### WORK TO BE COMPLETED
Give the records below as a two-column CSV with the headers record_text and answer, one row per record. Put each record's text and its answer in a single quoted field, turn line breaks into spaces, and leave out the pictures.

-- begin DATA ROWS --

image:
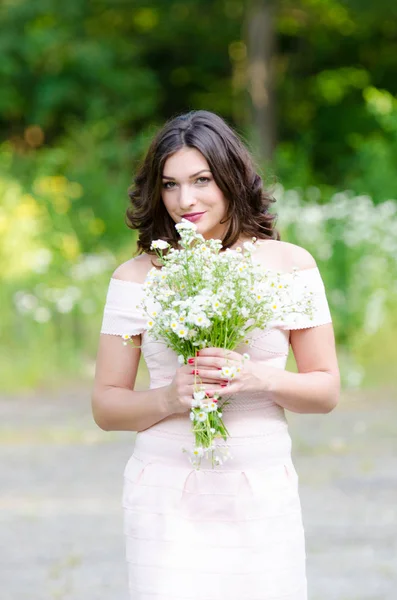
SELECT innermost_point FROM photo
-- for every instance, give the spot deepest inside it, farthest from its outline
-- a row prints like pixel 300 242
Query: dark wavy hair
pixel 233 170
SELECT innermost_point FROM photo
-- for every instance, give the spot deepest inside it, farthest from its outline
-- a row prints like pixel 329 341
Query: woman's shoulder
pixel 135 269
pixel 285 256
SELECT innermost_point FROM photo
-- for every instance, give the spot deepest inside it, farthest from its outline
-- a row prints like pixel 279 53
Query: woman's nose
pixel 186 197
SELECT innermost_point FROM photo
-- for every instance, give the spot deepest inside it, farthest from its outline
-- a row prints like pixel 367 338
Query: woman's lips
pixel 194 217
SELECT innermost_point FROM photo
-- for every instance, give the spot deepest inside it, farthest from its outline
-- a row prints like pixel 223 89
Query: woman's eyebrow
pixel 191 176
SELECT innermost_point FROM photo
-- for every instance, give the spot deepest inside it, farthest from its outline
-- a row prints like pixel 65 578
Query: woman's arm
pixel 116 406
pixel 316 386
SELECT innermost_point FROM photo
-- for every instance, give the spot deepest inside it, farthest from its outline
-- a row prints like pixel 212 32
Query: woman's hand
pixel 186 381
pixel 244 375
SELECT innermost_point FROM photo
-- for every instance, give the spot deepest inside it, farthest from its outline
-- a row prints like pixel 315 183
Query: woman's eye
pixel 167 185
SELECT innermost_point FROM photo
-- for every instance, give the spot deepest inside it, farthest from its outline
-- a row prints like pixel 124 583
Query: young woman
pixel 234 532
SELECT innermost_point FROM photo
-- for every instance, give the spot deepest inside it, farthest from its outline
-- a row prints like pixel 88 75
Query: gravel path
pixel 61 515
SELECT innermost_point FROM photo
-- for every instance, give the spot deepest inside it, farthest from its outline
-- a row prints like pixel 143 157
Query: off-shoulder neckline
pixel 273 271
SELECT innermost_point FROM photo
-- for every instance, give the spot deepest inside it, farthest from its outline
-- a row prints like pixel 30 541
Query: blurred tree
pixel 261 44
pixel 118 69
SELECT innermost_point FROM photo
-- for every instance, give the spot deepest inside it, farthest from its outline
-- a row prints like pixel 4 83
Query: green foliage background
pixel 85 84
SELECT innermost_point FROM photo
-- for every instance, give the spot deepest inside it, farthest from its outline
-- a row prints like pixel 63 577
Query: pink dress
pixel 232 533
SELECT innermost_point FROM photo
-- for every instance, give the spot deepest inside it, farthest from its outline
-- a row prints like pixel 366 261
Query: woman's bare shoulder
pixel 284 256
pixel 135 269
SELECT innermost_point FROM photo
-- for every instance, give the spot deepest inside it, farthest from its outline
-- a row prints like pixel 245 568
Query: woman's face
pixel 188 188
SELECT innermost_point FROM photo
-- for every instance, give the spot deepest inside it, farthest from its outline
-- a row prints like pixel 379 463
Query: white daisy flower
pixel 199 396
pixel 198 451
pixel 159 245
pixel 211 406
pixel 228 372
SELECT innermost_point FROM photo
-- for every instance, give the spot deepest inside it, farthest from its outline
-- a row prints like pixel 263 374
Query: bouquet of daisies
pixel 207 298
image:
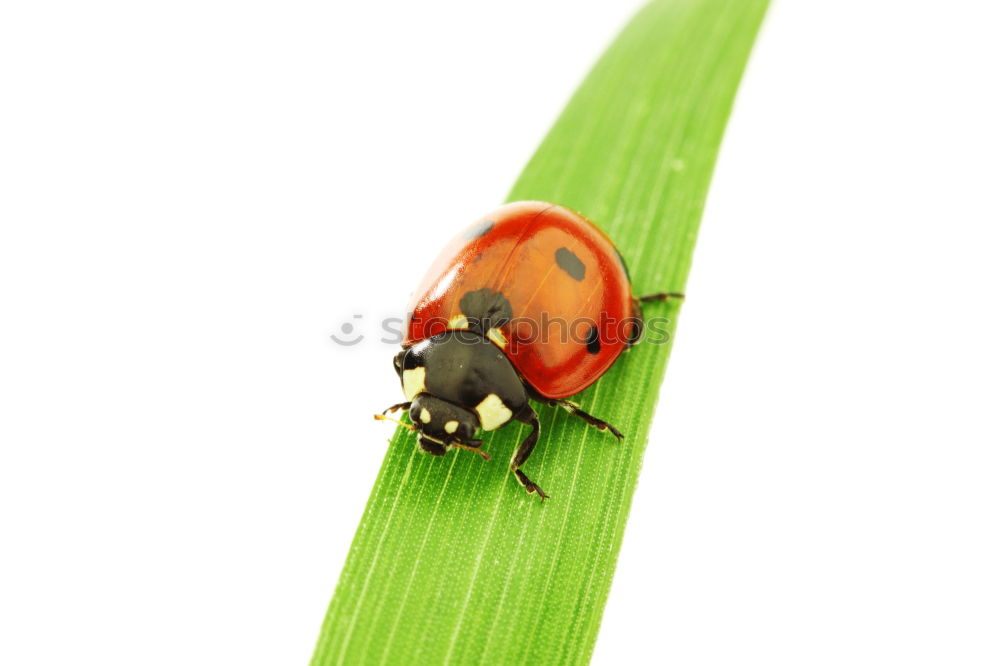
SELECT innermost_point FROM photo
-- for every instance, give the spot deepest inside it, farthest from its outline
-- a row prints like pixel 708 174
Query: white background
pixel 195 195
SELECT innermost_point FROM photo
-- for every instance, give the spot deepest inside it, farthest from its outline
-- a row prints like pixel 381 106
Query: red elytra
pixel 568 288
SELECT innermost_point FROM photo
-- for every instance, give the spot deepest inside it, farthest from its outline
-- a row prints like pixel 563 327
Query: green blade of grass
pixel 453 562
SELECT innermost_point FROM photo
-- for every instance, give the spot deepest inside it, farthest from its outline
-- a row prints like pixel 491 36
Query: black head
pixel 442 424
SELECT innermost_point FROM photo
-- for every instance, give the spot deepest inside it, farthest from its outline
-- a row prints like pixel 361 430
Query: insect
pixel 533 301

-- end DATA ROWS --

### TASK SOLUTION
record_text,answer
"image: SELECT innermost_point FROM photo -- for every instance, give the spot deepest inside it, farthest from its outline -- a row prints like pixel 300 242 Query: dark wavy hair","pixel 233 170"
"SELECT innermost_point FROM photo -- for every instance, give the spot deepest inside it, farthest from its outline -- a row prints like pixel 329 341 Query: woman's shoulder","pixel 135 269 pixel 285 256"
"SELECT innermost_point FROM photo -- for every instance, give the spot deepest inside it, farthest from its outline -- a row prints like pixel 279 53 Query: woman's nose","pixel 186 197"
"SELECT innermost_point FROM photo -- for every instance, give the spot deepest inside it, farthest from its outline -- a row prints like pixel 367 338 Query: woman's lips","pixel 194 217"
"SELECT innermost_point FROM photo -- for every instance, give the spot deepest inside it, farthest from its outline -- a row prints like pixel 223 89 Query: woman's eyebrow","pixel 191 176"
"SELECT innermost_point FROM photo -- for every instance, give the spot deepest inside it, farthest from its outline -- a row prints like pixel 65 578 Query: woman's arm","pixel 116 406 pixel 316 386"
"SELECT innermost_point FROM photo -- for every instance, give the spot deepest inside it, farthest from its outline -- a row prints like pixel 212 32 Query: woman's hand","pixel 186 381 pixel 244 375"
"SELECT innermost_point FROM photo -- for every instance, give the spot deepest inside it, farthest from its outline -- a row prints like pixel 315 183 Query: woman's eye","pixel 167 185"
"SELECT innermost_point FROM photo -- for every instance, give the spot deepest inside it, farthest from its outline -- a row prints like pixel 124 583 Query: young woman","pixel 234 532"
"SELECT innermost_point FROM photo -- for every instance, give the spot deepest inside it, farthest from its outline -- a row prints like pixel 88 75 Query: gravel path","pixel 61 515"
"SELECT innermost_point FROM photo -- for every instance, give the spot deepest inside it, farthest from its outline -- a row prints like pixel 143 157 Query: off-shoulder neckline","pixel 273 271"
"SELECT innermost_point FROM photo -- for every instance, give the spot deepest inside it, farthest from its outline -- a row prints like pixel 30 541 Query: blurred tree","pixel 261 44 pixel 118 69"
"SELECT innermost_point FROM photo -- for every instance, give the spot deepest inside it, farthest from its outline -- a row prints like pixel 4 83 Query: green foliage background","pixel 85 84"
"SELECT innermost_point FROM photo -- for every instance, give the spot deepest inside it, farthest from its outline -- a row prints like pixel 63 577 Query: pink dress","pixel 232 533"
"SELECT innermost_point FROM photo -- for every instance, give the spot deepest inside it, farthest from its outline -- a row prints like pixel 366 261 Query: woman's bare shoulder","pixel 284 256 pixel 135 269"
"SELECT innermost_point FROM photo -- for every instance, give the spot deepest inside it, farthest from its outline -- a row prints like pixel 245 568 Query: woman's face","pixel 188 188"
"SELECT innermost_point FROM photo -- for every instance, give the spot deepest inside it, farthest from its outline -- a row prints like pixel 379 463 Query: white daisy flower","pixel 199 396 pixel 198 451 pixel 159 245 pixel 211 406 pixel 228 372"
"SELECT innermost_point FROM photo -- for every instance, give the spot deepest inside it, farthest from its outline -- a row prints like pixel 263 374 Query: bouquet of daisies","pixel 207 298"
"image: SELECT innermost_point FROM photo -- for every instance, give the spot deepest inside it, farthest from its outline -- a row prints like pixel 708 174 Query: white background","pixel 195 195"
"SELECT innermost_point FROM photo -- for every instance, give the spot deepest inside it, farthest from its outline -- a row prints like pixel 381 106 Query: red elytra","pixel 568 288"
"SELECT innermost_point FROM photo -- for every instance, give the spot deepest inside it, farthest from its outline -- a row prints like pixel 563 327 Query: green blade of grass","pixel 453 562"
"SELECT innermost_point FROM photo -- for every instance, give the spot deepest inside it, farthest from its outline -- a row prints like pixel 491 36 Query: black head","pixel 442 424"
"SELECT innermost_point FROM photo -- for every instance, give the spot deepest inside it, farthest from its outline -- a row prints like pixel 361 430 Query: insect","pixel 533 301"